Обязательные задания.
[a] По отрывку о театре 1917 года ответьте на вопросы:
(i) Кого режиссеры предпочитали приглашать на роли натурщиц?
(ii) Из скольких действий состоял спектакль «Хоровод»?
(iii) Сколько раз за вечер шел «Хоровод»?
[b] Перепишите из отрывка о театре 1917 года текст между «В 1917 г. режиссеры» и «пьеса вновь шла[2566].» включительно.

Выбранный отрывок.
--

В 1917 г. режиссеры бросились наверстывать упущенное. Атмосфера во время определенных спектаклей соответствовала атмосфере дешевого борделя. Зрители, по воспоминаниям современников, разглядывали обнаженных исполнительниц из сотен биноклей, оценивали, критиковали, будто лошадей. С мест доносилось не только возбужденное сопение, но и отдельные возгласы, комментарии, вследствие чего весьма немногие драматические актеры могли участвовать в подобных спектаклях. Да и сами режиссеры предпочитали приглашать на роли натурщиц дешевых кафешантанных танцовщиц. Во время одного из показов «Леды» с актрисой, из‐за поведения и отношения зрителей, случилась истерика, и она, не «доиграв» до конца роли, убежала со сцены. Деньги зрителям вернули, а в газетах на следующий день появилось объявление о поиске актрисы на роль «Леды». На третий день пьеса вновь шла[2566].
Вслед за «Ледой» вышло следующее «творение» — «Хоровод» по А. Шницлеру (инсценировка и постановка того же Каменского). Спектакль состоял из десяти действий, каждое из которых основывалось на одном «любовном положении». Таким образом, десяти действиям соответствовало десять инсценированных половых актов, которые и составляли содержание и главное достоинство спектакля. Журналист писал по поводу этой пьесы: «Театр пока что получил от „свободы“ полную свободу порнографии». Далее приводился разговор двух обывателей по поводу «Хоровода», который шел дважды в вечер и собирал большую толпу перед входом в театр: «„На сцене десять раз…“ — „Не может быть!“ — „Что не может быть, когда голую бабу на сцену вывели“. И действительно, свет в зале то и дело гаснет, чтобы скрыть моменты последних содроганий, оставляя только звуки. Публика сочувствующе сопит, с каждым разом все сильнее»[2567].

--

Представленные сведения.

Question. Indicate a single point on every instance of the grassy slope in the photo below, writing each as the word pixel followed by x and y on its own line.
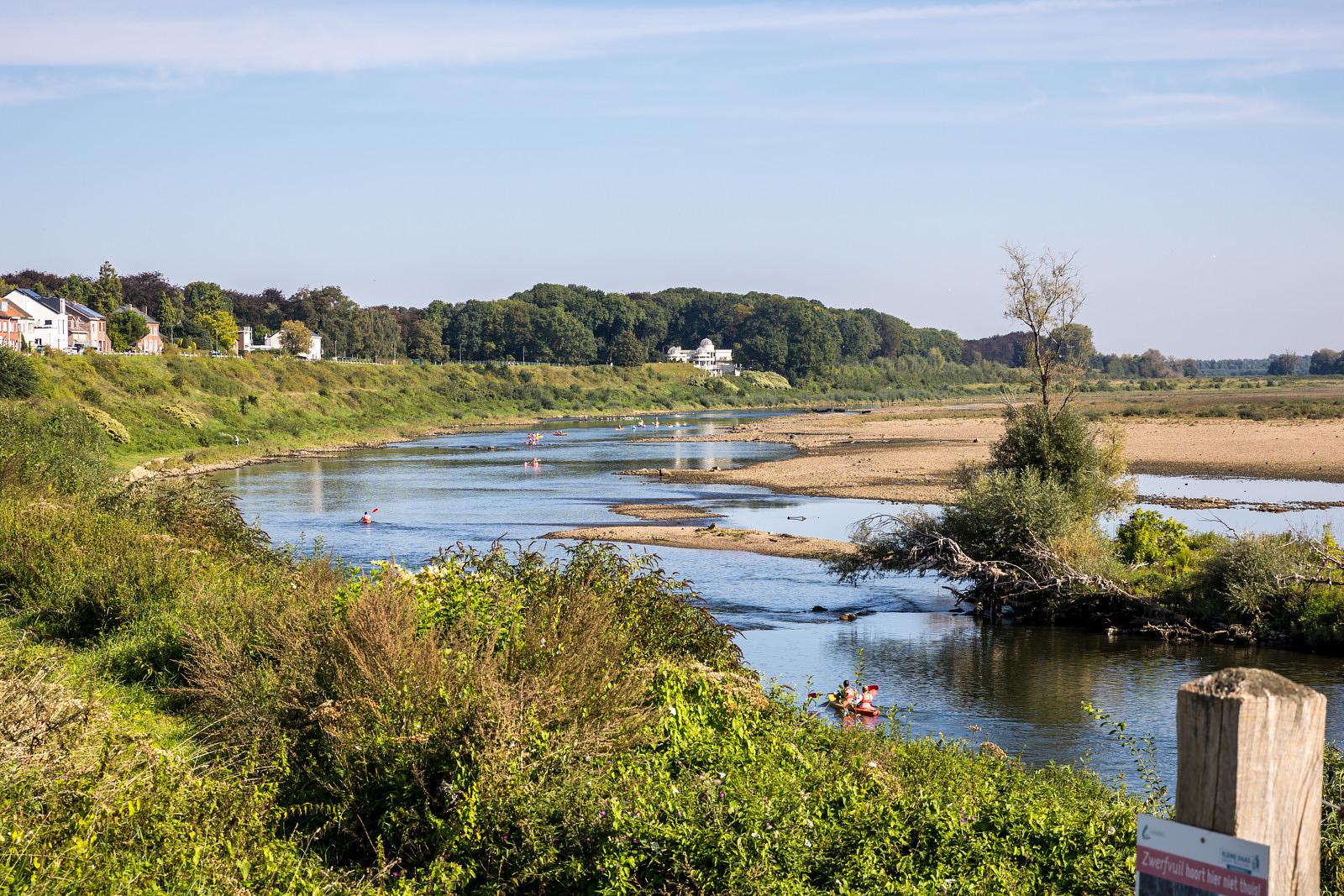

--

Ответы по порядку.
[a]
(i) Дешевых кафешантанных танцовщиц.
(ii) Из десяти действий.
(iii) Дважды.

[b]
В 1917 г. режиссеры бросились наверстывать упущенное. Атмосфера во время определенных спектаклей соответствовала атмосфере дешевого борделя. Зрители, по воспоминаниям современников, разглядывали обнаженных исполнительниц из сотен биноклей, оценивали, критиковали, будто лошадей. С мест доносилось не только возбужденное сопение, но и отдельные возгласы, комментарии, вследствие чего весьма немногие драматические актеры могли участвовать в подобных спектаклях. Да и сами режиссеры предпочитали приглашать на роли натурщиц дешевых кафешантанных танцовщиц. Во время одного из показов «Леды» с актрисой, из‐за поведения и отношения зрителей, случилась истерика, и она, не «доиграв» до конца роли, убежала со сцены. Деньги зрителям вернули, а в газетах на следующий день появилось объявление о поиске актрисы на роль «Леды». На третий день пьеса вновь шла[2566].